What you need to do =>
Send back all the data below, exactly as given.

Extracted records =>
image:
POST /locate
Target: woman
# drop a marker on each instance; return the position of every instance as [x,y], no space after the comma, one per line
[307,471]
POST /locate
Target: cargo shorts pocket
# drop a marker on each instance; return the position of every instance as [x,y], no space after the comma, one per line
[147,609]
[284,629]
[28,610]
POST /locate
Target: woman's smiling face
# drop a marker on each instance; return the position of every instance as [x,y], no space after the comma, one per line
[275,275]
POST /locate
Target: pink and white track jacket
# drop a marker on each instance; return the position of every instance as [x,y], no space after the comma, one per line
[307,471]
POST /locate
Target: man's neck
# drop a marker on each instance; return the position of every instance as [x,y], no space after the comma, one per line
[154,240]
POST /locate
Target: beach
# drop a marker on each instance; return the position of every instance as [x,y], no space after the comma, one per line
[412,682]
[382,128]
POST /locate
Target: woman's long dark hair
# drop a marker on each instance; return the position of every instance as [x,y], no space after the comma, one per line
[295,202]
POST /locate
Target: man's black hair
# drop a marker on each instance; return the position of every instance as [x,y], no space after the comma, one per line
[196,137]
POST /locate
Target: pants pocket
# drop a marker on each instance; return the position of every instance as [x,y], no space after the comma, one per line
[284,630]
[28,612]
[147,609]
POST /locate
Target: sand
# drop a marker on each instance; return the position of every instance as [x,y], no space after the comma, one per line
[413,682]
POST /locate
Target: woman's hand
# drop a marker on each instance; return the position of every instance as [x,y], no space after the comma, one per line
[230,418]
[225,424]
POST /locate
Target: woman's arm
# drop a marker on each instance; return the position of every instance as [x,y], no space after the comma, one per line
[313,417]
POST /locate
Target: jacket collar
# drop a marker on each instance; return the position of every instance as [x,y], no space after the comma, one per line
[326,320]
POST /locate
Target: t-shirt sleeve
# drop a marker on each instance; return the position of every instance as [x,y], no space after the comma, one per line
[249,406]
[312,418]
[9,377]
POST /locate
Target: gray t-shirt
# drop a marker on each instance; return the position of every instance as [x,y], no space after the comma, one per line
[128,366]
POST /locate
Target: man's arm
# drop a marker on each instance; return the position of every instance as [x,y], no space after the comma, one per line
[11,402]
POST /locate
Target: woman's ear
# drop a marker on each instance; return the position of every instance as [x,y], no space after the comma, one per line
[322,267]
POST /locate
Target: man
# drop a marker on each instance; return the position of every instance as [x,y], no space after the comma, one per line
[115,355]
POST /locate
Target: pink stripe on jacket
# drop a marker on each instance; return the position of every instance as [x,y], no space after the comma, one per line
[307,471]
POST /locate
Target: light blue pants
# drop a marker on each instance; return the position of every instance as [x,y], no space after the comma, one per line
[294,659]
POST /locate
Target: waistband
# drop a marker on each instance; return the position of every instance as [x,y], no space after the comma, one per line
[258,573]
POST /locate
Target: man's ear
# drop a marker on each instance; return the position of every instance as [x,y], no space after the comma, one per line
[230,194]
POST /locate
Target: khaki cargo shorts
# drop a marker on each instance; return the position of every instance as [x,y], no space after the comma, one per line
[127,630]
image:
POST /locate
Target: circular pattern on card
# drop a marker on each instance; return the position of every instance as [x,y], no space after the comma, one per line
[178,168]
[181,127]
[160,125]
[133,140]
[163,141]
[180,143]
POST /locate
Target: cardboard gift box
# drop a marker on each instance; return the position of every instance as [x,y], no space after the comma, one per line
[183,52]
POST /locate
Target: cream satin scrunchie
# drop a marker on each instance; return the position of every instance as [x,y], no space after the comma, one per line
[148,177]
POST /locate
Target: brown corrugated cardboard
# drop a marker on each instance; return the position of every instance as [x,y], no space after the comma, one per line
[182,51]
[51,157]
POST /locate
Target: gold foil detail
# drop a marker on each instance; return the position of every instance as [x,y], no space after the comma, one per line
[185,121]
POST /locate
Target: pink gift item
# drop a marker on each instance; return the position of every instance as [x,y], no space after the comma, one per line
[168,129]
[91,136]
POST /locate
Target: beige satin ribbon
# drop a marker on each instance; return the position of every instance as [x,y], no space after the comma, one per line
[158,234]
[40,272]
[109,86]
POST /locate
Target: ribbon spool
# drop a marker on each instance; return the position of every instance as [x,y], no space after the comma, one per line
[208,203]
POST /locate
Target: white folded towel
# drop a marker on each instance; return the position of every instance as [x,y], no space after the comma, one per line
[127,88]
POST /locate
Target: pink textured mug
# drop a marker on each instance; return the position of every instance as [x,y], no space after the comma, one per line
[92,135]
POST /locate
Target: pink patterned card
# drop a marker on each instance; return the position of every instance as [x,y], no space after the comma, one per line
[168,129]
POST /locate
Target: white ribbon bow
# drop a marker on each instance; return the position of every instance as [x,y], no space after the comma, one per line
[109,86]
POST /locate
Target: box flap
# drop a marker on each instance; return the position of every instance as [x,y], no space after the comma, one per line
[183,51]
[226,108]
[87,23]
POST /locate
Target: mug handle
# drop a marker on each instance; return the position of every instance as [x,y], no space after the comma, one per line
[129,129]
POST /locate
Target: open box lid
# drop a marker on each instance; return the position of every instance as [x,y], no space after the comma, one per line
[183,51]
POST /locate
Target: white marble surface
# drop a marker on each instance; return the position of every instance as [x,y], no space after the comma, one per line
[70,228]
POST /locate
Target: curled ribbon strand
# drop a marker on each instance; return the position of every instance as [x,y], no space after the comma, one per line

Answer for the task =>
image:
POST /locate
Target: woman
# drop a marker on each instance; return the position of every instance as [x,y], no space after the comma, one per line
[307,471]
POST /locate
Target: cargo shorts pocket
# drop a marker on each instance; return the position of every instance as [x,y], no space after the comma, one per line
[147,609]
[284,629]
[28,610]
POST /locate
Target: woman's smiling face
# drop a marker on each instance; return the position of every instance as [x,y], no space after the comma, one per line
[275,275]
POST /locate
Target: pink and white track jacket
# drop a marker on each instance; return the position of every instance as [x,y], no space after the comma, one per line
[307,471]
POST /locate
Target: man's neck
# drop a marker on each instance; return the position of every instance as [x,y], no space after the comma, one per line
[154,240]
POST /locate
Target: beach
# drop a marker on each instance; return the position of every instance as [x,y], no space after the comma, one per line
[412,682]
[382,128]
POST /locate
Target: woman's long dark hair
# drop a marker on each instance; return the position of every instance as [x,y], no space after the comma, one per line
[295,202]
POST /locate
Target: man's black hair
# drop a marker on each instance; return the position of every instance as [x,y], no space after the comma, one per line
[196,137]
POST /locate
Target: pants pocket
# drop a marker on each instance; return the position of every instance as [x,y], no space after the comma, one per line
[284,630]
[28,612]
[147,609]
POST /locate
Target: sand
# drop a marker on each instance; return the position of every instance as [x,y], no space after the comma, one per line
[413,682]
POST /locate
Target: woman's hand
# drop a marker on each instance; return the position of every instance as [x,y], no space after the comma, one per line
[230,418]
[225,424]
POST /locate
Target: woman's arm
# drop a marker on each instance; return the position of every instance as [x,y], no space after the comma, one per line
[313,417]
POST /locate
Target: jacket collar
# drop a marker on each instance; return the position of every instance as [x,y], no space after the comma, one per line
[326,320]
POST /locate
Target: t-shirt sleeve
# drop a marker on each instance; return the position of every instance as [x,y], no space after the comma, one per line
[249,406]
[312,418]
[9,377]
POST /locate
Target: gray t-shirt
# drop a marker on each instance; return the position of every instance as [x,y], no space after the comma, one per line
[128,366]
POST /locate
Target: man's arm
# drop a marker on each instance; return the position of every instance as [x,y], no space after the comma, one per line
[11,402]
POST /locate
Target: woman's ear
# drop a marker on each instance; return the position of every instance as [x,y], no space after the comma, one per line
[322,267]
POST /locate
Target: man
# drop a marker on each instance; return the position of every instance as [x,y], no space after the comma, one per line
[115,355]
POST /locate
Target: pink stripe on jacket
# drop a marker on each instance; return the position of every instance as [x,y], no space after the comma, one per line
[307,471]
POST /locate
Target: light blue pants
# drop a marker on each instance; return the position of every instance as [x,y], no space after the comma, one per line
[294,659]
POST /locate
Target: waistband
# drop a marker on each instance; return the position of every instance as [x,y], no space after the comma, one per line
[258,573]
POST /locate
Target: man's ear
# drop a marker on each instance; return the position of every instance as [x,y], no space after the comma, one per line
[230,194]
POST /locate
Target: khaki cargo shorts
# drop a marker on each instance; return the position of every instance as [x,y], no space after the comma, one per line
[127,630]
image:
POST /locate
Target: circular pattern on card
# drop a marker on each instance; return the position of every instance as [x,y], no space after the comma, one per line
[178,168]
[181,127]
[160,125]
[133,140]
[163,141]
[180,143]
POST /locate
Target: cardboard gift box
# drop a marker on each instance; return the position of every instance as [x,y], no space after the comma, one per line
[183,52]
POST /locate
Target: cream satin scrunchie
# drop a marker on each instance; return the position of every instance as [x,y], no space after the comma, one per line
[148,177]
POST /locate
Target: brown corrugated cardboard
# drop a marker on each instance; return the position of every instance as [x,y], no space after the comma, one per line
[182,51]
[51,157]
POST /locate
Target: gold foil detail
# drop a marker on each instance; return the position of every instance as [x,y], no space after the comma, one per line
[185,121]
POST /locate
Target: pink gift item
# drop a marker on each instance; return the position of every instance as [x,y], no space after the comma, one per line
[168,129]
[91,136]
POST /locate
Target: beige satin ribbon
# drop a marker on each instance; return the position of every instance as [x,y], no space after the comma, one per line
[158,234]
[40,272]
[109,86]
POST /locate
Target: ribbon spool
# drop a marker on each instance; return the position of every instance as [x,y], no space after the comma, one per line
[208,203]
POST /locate
Target: white folded towel
# drop a marker on each instance; return the position of every instance as [x,y], no space after the comma, one per line
[127,88]
POST /locate
Target: pink textured mug
# drop a marker on each instance; return the position of every instance as [x,y], no space after the comma, one per line
[92,135]
POST /locate
Target: pink patterned card
# drop a marker on each instance; return the position of every instance as [x,y], no space after the comma, one per line
[168,129]
POST /locate
Target: white ribbon bow
# drop a marker on each instance; return the position of every instance as [x,y], no space after the comma, one per line
[109,86]
POST /locate
Target: box flap
# drop a marker on each instance; return the position of every instance as [x,y], no space after the comma, one per line
[183,51]
[226,108]
[87,23]
POST /locate
Target: mug handle
# drop a marker on each instance; return the position of every instance as [x,y], no space after the comma, one per line
[129,129]
POST /locate
Target: open box lid
# drop a marker on each instance; return the position of every instance as [x,y], no space after the comma, one per line
[183,51]
POST /locate
Target: white marble surface
# drop a marker on each instance; return the position of every instance as [x,y], no space after the comma, one per line
[70,228]
POST /locate
Target: curled ribbon strand
# drop a marker on each instance; return the position of every instance as [x,y], no space after the comma, one per line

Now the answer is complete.